• **ЗАДАНИЯ**
A – Перескажите, пожалуйста, короче абзац текста о Шпаликове, который начинается словами «Всего через десять лет после триумфа», и сохраните его главные факты.
B – Перепишите дословно фрагмент текста о Шпаликове, начиная со слов «Геннадий Шпаликов был» и заканчивая словами «пришедших в 1968-м.».

Попасть в переплёт. Избранные места из домашней библиотеки — страница 34 из 55

Однако тот, кто с творчеством Шпаликова не знаком, оказывается обманут: его ждут импрессионистические сценарии, мятущиеся герои и гениальные стихи. Кстати, улыбающийся актер Алексей Локтев, запечатленный на обложке, после фильма “Я шагаю…” был не сильно востребован, а в конце нулевых погиб в автокатастрофе; сам же Шпаликов покончил с собой в 1974-м. И это еще не конец истории…

Геннадий Шпаликов был luftmensch – человек воздуха. Но с тяжким грузом внутри и с ощущением земного тяготения.

Слава, пришедшая в двадцать семь лет благодаря фильму “Я шагаю по Москве” и песне “Бывает всё на свете хорошо” (про которую он сам сказал: “Поет и тенор, и шпана, / А мне положены проценты”), ничуть не способствовала карьерному продвижению. Больше того, на этом фильме, идеальном кинооттиске оттепели, все легкое веселье с обещанием неслыханно прекрасных перспектив и закончилось. И в стране, и в личной биографии – человеческой и творческой – Шпаликова.

Всего через десять лет после триумфа тридцатисемилетнего сценариста, писателя и поэта найдут в номере Дома творчества в Переделкине – он совершил самоубийство. Шпаликов, символ поколения, заплутал в эпохе, которая исподволь, почти незаметно успела поменять кожу, причем задолго до настоящих заморозков, пришедших в 1968-м.

И, как говорил Бертольд Брехт о писателе Карле Краусе, “когда эпоха наложила на себя руки, он был этими руками”.

Впрочем, шестидесятые для Шпаликова завершились как раз в 1968-м, когда он вместе с Ларисой Шепитько закончил сценарий фильма “Ты и я”, который по странному недосмотру киноначальства все-таки вышел на экраны в 1971-м в ограниченном числе копий.

Разумеется, картина эта вовсе не антисоветская: в этих категориях невозможно судить о Шпаликове, который был человеком внесоветским. Она даже в некотором смысле социалистическая. Но только это не социалистический реализм, а социалистический сюрреализм.

До полного распада формы в сохранившихся отрывках последнего незавершенного романа (“Без копеечки денег. Велики поэты. Так и быть. Не дожил”) еще далеко, зато в фильме прокладывает себе русло поток сознания – причем сознания чужого, на поверку оказавшегося шпаликовским. Больного, раненого, совестливого, на грани вмешательства психиатра. Или нейрохирурга – эту профессию автор подарил своим двум героям.

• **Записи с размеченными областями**
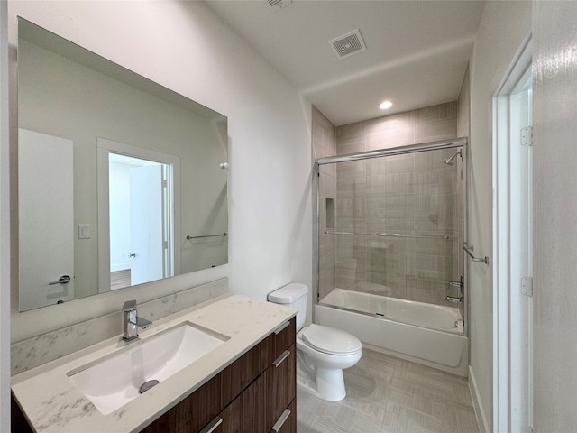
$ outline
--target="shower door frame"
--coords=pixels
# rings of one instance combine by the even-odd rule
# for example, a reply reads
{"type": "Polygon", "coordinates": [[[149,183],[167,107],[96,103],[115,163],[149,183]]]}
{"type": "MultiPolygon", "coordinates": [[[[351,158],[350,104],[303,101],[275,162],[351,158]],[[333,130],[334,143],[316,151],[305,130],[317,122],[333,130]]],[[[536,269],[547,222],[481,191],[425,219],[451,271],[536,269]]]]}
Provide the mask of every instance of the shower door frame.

--

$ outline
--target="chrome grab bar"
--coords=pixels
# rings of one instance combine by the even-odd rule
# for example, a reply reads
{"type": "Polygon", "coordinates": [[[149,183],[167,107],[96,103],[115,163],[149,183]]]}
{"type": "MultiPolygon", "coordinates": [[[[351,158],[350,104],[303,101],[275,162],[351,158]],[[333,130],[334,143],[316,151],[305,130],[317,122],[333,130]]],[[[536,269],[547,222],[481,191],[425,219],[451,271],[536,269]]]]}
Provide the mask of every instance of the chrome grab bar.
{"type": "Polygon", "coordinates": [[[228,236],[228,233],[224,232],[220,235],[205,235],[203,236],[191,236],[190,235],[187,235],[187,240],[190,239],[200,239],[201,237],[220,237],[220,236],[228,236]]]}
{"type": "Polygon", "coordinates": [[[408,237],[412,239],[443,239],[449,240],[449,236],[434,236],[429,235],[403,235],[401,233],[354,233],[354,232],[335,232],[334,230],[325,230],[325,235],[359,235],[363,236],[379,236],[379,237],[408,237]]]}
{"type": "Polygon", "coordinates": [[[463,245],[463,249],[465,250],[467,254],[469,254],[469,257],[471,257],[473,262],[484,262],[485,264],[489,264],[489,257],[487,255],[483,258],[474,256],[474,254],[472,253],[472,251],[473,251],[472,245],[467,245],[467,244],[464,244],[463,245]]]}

--

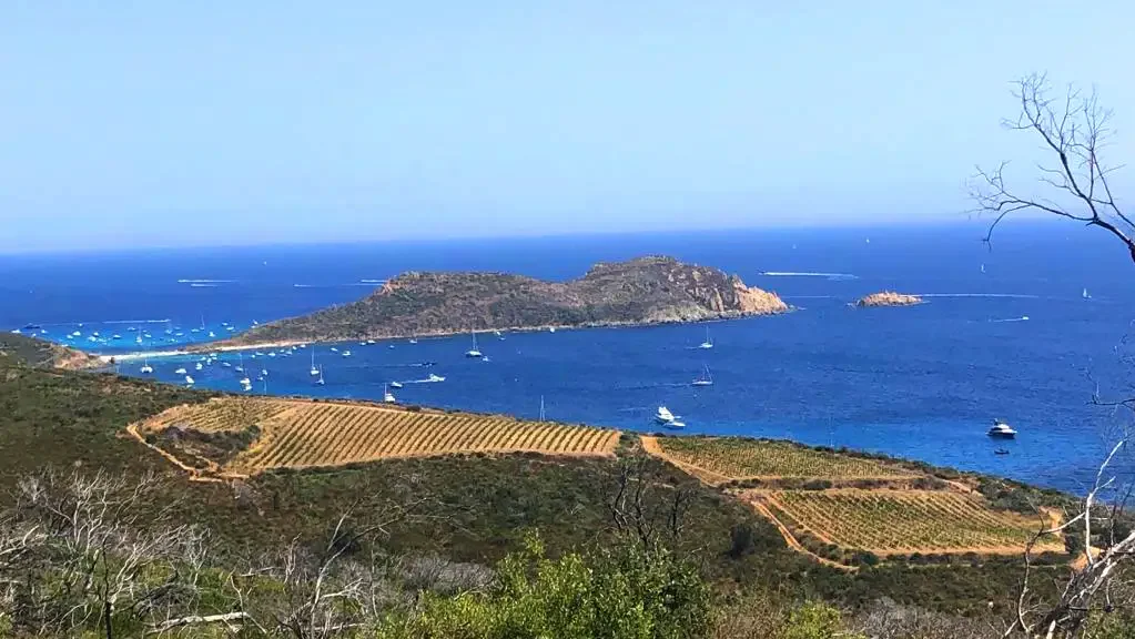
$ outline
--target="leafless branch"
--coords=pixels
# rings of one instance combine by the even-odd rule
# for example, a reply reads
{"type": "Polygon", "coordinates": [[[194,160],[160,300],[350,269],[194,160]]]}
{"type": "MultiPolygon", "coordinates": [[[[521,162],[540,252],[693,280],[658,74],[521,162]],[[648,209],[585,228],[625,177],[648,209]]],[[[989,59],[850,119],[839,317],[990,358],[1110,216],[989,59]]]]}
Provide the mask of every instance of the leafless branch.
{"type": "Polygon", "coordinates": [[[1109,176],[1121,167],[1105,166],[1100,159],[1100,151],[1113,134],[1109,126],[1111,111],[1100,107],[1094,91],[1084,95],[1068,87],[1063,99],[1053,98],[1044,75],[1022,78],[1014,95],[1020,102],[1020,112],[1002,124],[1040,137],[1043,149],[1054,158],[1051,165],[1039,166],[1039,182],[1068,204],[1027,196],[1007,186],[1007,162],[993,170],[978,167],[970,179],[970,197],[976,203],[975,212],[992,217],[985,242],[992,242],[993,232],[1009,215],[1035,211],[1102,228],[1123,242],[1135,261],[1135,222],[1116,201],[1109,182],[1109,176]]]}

• **ОТВЕТЫ К УПРАЖНЕНИЮ**
A – Через десять лет после триумфа тридцатисемилетнего Шпаликова, сценариста, писателя и поэта, нашли в номере Дома творчества в Переделкине: он покончил с собой. Этот символ поколения заплутал в эпохе, которая почти незаметно изменилась задолго до настоящих заморозков 1968 года.

B –
Геннадий Шпаликов был luftmensch – человек воздуха. Но с тяжким грузом внутри и с ощущением земного тяготения.

Слава, пришедшая в двадцать семь лет благодаря фильму “Я шагаю по Москве” и песне “Бывает всё на свете хорошо” (про которую он сам сказал: “Поет и тенор, и шпана, / А мне положены проценты”), ничуть не способствовала карьерному продвижению. Больше того, на этом фильме, идеальном кинооттиске оттепели, все легкое веселье с обещанием неслыханно прекрасных перспектив и закончилось. И в стране, и в личной биографии – человеческой и творческой – Шпаликова.

Всего через десять лет после триумфа тридцатисемилетнего сценариста, писателя и поэта найдут в номере Дома творчества в Переделкине – он совершил самоубийство. Шпаликов, символ поколения, заплутал в эпохе, которая исподволь, почти незаметно успела поменять кожу, причем задолго до настоящих заморозков, пришедших в 1968-м.